Tâches à réaliser:
a - Recopiez à l'identique le passage des enregistrements qui va de la ligne contenant "Where can you spot the steel" jusqu'à la fin des enregistrements, ces deux bornes comprises.
b - Poursuivez le texte consacré à la scène de la Caverne au festival de Dour à partir de l'endroit où il s'arrête.
---------- Texte fourni ----------
GAGNANTE : La Caverne

La Caverne, c'est clairement la scène qui nous a le plus fait plaisir. Avec de la qualité, de la variété, de la place pour exister, un public aussi électrique et sympa que Oui-Oui sous speed, on a vraiment pris notre pied. Il faut dire que sur le nouveau site, elle est idéalement placée, en n'étant sur la route ni de la grande scène ni de l'Elektropedia, avec son grand chapiteau donnant de l'ombre et de l'air (manque d'air dont pâtissait justement le Labo), et ayant conservé sa double programmation - métal jusqu'à minuit, musique électronique dure ensuite. Cela fonctionnait avant, et cela fonctionne toujours parfaitement. Du coup on a pu se faire de belles journées, comme celle du jeudi où on a pu voir Ufomammut, Eyehategod, Dead Cross, I Hate Models et DJ AZF se relayer sur une scène accessible, tout le monde pouvant passer du fond au pit sans trop de problème. Et puisque Dour a la réputation d'être un festival énervé, on tient peut-être, bizarrement, sa scène la plus emblématique - rien d'évident vu la côte du metal dans l'économie des festivals "grand public". Et pourtant, on y a vu du monde: certains fans de Denzel Curry ou de Biffty, on les a retrouvés devant Kadavar ou Ministry. Jamais abandonnée comme le Labo, jamais surchargée comme la Petite Maison dans la Prairie, la Caverne est la scène qui a les meilleures conditions et permet à un univers musical qu'on affectionne particulièrement de rester en vie dans un des festivals pourtant les plus à la pointe de l'actualité. Un effort courageux et payant.
---------- Enregistrements de données ----------
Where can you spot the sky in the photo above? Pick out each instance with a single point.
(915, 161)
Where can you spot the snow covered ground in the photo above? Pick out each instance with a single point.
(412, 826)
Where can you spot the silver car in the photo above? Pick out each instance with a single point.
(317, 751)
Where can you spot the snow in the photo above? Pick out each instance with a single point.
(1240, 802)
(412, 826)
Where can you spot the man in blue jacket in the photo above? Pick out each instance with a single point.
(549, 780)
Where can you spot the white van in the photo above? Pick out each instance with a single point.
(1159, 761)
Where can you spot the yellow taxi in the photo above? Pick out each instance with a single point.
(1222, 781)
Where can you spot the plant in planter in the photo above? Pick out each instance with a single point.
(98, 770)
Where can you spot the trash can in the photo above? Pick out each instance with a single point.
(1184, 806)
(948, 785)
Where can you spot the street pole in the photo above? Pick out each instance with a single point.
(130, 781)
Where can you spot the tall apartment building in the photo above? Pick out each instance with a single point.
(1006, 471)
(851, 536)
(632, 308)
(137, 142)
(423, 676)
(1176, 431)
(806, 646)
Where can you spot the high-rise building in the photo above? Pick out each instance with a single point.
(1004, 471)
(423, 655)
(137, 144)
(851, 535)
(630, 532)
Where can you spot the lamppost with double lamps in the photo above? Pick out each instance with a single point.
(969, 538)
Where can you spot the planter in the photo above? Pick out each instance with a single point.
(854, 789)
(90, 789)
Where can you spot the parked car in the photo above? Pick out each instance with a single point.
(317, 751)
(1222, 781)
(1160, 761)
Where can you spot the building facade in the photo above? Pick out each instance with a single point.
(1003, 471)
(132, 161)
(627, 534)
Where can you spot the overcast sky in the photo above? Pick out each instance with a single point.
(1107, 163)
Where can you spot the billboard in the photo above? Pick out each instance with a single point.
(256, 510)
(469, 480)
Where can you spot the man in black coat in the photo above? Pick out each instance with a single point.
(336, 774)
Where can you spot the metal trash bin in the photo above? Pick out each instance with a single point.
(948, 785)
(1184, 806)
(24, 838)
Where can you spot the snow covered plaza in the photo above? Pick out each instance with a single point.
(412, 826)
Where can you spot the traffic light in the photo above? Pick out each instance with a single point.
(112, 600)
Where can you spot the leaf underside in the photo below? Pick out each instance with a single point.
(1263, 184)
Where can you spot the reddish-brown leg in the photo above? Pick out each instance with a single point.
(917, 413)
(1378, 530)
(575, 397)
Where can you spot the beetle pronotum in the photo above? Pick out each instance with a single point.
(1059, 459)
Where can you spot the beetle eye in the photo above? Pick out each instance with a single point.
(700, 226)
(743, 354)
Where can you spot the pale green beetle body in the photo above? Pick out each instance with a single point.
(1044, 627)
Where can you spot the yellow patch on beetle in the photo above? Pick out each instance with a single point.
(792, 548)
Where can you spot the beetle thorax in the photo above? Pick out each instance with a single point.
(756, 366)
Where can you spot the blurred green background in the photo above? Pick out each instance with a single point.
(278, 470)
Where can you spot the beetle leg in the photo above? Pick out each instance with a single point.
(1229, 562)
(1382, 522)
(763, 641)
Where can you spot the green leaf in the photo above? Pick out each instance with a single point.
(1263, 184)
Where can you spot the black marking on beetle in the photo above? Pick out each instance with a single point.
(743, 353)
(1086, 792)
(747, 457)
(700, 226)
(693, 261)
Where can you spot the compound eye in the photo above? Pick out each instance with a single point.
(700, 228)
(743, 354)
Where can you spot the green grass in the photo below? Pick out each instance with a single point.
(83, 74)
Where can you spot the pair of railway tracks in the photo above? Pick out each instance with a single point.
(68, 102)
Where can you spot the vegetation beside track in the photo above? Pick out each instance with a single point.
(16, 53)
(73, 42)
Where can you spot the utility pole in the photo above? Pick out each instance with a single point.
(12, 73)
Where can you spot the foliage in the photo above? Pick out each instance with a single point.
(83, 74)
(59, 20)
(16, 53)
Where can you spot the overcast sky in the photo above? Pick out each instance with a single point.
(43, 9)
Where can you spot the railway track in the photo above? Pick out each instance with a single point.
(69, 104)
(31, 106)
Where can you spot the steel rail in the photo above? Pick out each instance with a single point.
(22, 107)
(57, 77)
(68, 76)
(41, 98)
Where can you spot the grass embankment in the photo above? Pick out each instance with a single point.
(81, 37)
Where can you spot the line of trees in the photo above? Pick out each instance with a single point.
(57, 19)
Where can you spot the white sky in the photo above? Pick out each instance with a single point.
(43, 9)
----------
Réponses attendues:
a -
Where can you spot the steel rail in the photo above? Pick out each instance with a single point.
(22, 107)
(57, 77)
(68, 76)
(41, 98)
Where can you spot the grass embankment in the photo above? Pick out each instance with a single point.
(81, 37)
Where can you spot the line of trees in the photo above? Pick out each instance with a single point.
(57, 19)
Where can you spot the white sky in the photo above? Pick out each instance with a single point.
(43, 9)

b -
PERDANTE : La Redbull Elektropedia

La scène Redbull, ça n'a jamais été LA réussite du Dour Festival. Une bonne volonté pourtant: proposer à l'ensemble des festivaliers un espace permettant de voir les grands noms de la house et de la techno mondiales se relayer tous les jours jusqu'à 4 heures du matin. Mais avec beaucoup trop de monde, et surtout avec une programmation trop linéaire, l'organisation n'a pas vraiment réussi à dompter la bête. Alors que faire ? La refaire passer en intérieur, limiter l'entrée comme cela se fait de plus en plus souvent, ou casser l'homogénéité de la programmation ? Pour l'instant, on est dans un entre-deux pas franchement bandant, et pour tout dire, à part Honey Dijon et quelques autres moments de grâce, on n'a pas fait la majorité de nos bons concerts là-bas. C'est d'autant plus rageant que les artistes programmés sont exceptionnels et que les moyens déployés sont hallucinants. Mais rien n'y fait, même aménagée comme une scène de Tomorrowland, on y prendrait bien plus de plaisir si les artistes étaient simplement mis en valeur et qu'on avait pas l'impression d'être face à un mur de kicks permanents. Dans un festival normal, on n'aurait probablement pas eu grand chose à dire, mais avec des scènes aussi riches que la Caverne ou aussi bien agencée que la Boombox, ça nous reste un peu en travers de la gorge. Surtout qu'avec sa configuration ouverte, c'est la scène la plus audible - demandez aux petits anges partis dormir trop tôt au camping ce qu'ils en ont pensé. Vous nous direz, on n'est pas venus à Dour pour faire des nuits complètes...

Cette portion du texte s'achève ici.